Texte ::
↓↓↓

Jordanie

Feb. 2024

BERLINALE BLOGUEU.SES.RS 2024   3 min Dina Naser: « J'ai appris la langue des signes pour créer  Sukoun  »

Malak Nasser dans le film Sukoun. © Baha’ Slieman, Madd Moshawas

Hind est une jeune fille sourde qui s'entraîne au karaté et attend d'être sélectionnée pour un tournoi important, mais son univers est bouleversé lorsqu'elle est harcelée par son entraîneur.

Le film « Sukoun » de Dina Naser soulève des questions épineuses sur le harcèlement des enfants, en particulier ceux qui sont en situation de handicap. J'ai rencontré Dina Naser et Batoul Ibrahim, qui a coproduit le film court dans la section « Generation » de la Berlinale, pour parler de la réalisation du film, de ses choix artistiques et de son expérience à Berlin. Batoul a pris part à la disucssion en apportant quelques précisions et commentaires. 
 
 
Pourquoi avez-vous choisi ce projet en particulier ?

↑↑↑

Consignes ::
**A.** Pour chaque affirmation, dites si elle concorde avec l'article sur le film Sukoun en répondant par oui ou non, puis citez les mots de l'article qui tranchent. (i) Hind pratique le karaté. (ii) Sukoun est un long métrage. (iii) Batoul Ibrahim a coproduit le film.
**B.** Poursuivez, s'il vous plaît, l'article sur le film Sukoun à partir de l'endroit où il s'interrompt.
Le matériel ci-dessous est distinct de l'article sur le film Sukoun.

Contenu des données ::
↓↓↓

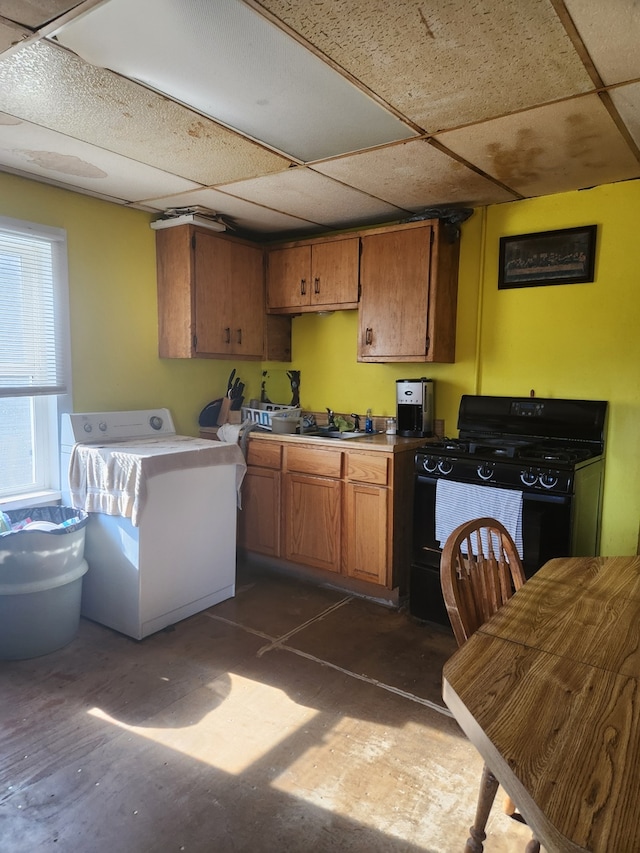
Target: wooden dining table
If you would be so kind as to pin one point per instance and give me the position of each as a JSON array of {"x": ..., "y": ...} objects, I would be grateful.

↑↑↑

Corrigé ::
**A.**
(i) Oui : « Hind est une jeune fille sourde qui s'entraîne au karaté ».
(ii) Non : « qui a coproduit le film court dans la section « Generation » de la Berlinale ».
(iii) Oui : « Batoul Ibrahim, qui a coproduit le film court ».

**B.**
Pour plusieurs raisons, le sujet le plus important et le plus sensible, en particulier dans nos sociétés arabes. Certaines œuvres ont traité du harcèlement sexuel, mais je ne me souviens pas d'une œuvre qui ait traité du harcèlement sexuel des enfants, ce qui souligne la valeur du sujet. En outre, les personnes sourdes sont très peu représentées dans les films arabes. Tous les éléments étaient donc importants pour moi : le sujet, le personnage et le jeu d'acteur. Autant d'éléments qui font qu'il est nécessaire de raconter ces histoires inédites dès que possible. 
 
Le sujet est évidemment sensible dans ses moindres détails, comment avez-vous géré cette sensibilité ? 
 
J'ai pris mon temps pour comprendre le monde dans lequel j'entrais. J'ai appris la langue des signes et le protocole à suivre pour traiter avec la communauté sourde. J'ai appris à connaître mon protagoniste de 12 ans, Malak Nassar, qui est l'une des personnes les plus talentueuses et les plus sensibles que j'aie jamais rencontrées, à tel point que j'oublie parfois qu'elle n’est pas sourde tant elle est intelligente et concentrée. On m'a également présenté Saif Eldin Saleh, un formateur en langue des signes qui m'a aidée à expliquer des sentiments et des pensées que les principes linguistiques que j'avais appris ne permettaient pas de communiquer.  
Malak Nasser dans le rôle de Hind dans le court métrage Sukoun.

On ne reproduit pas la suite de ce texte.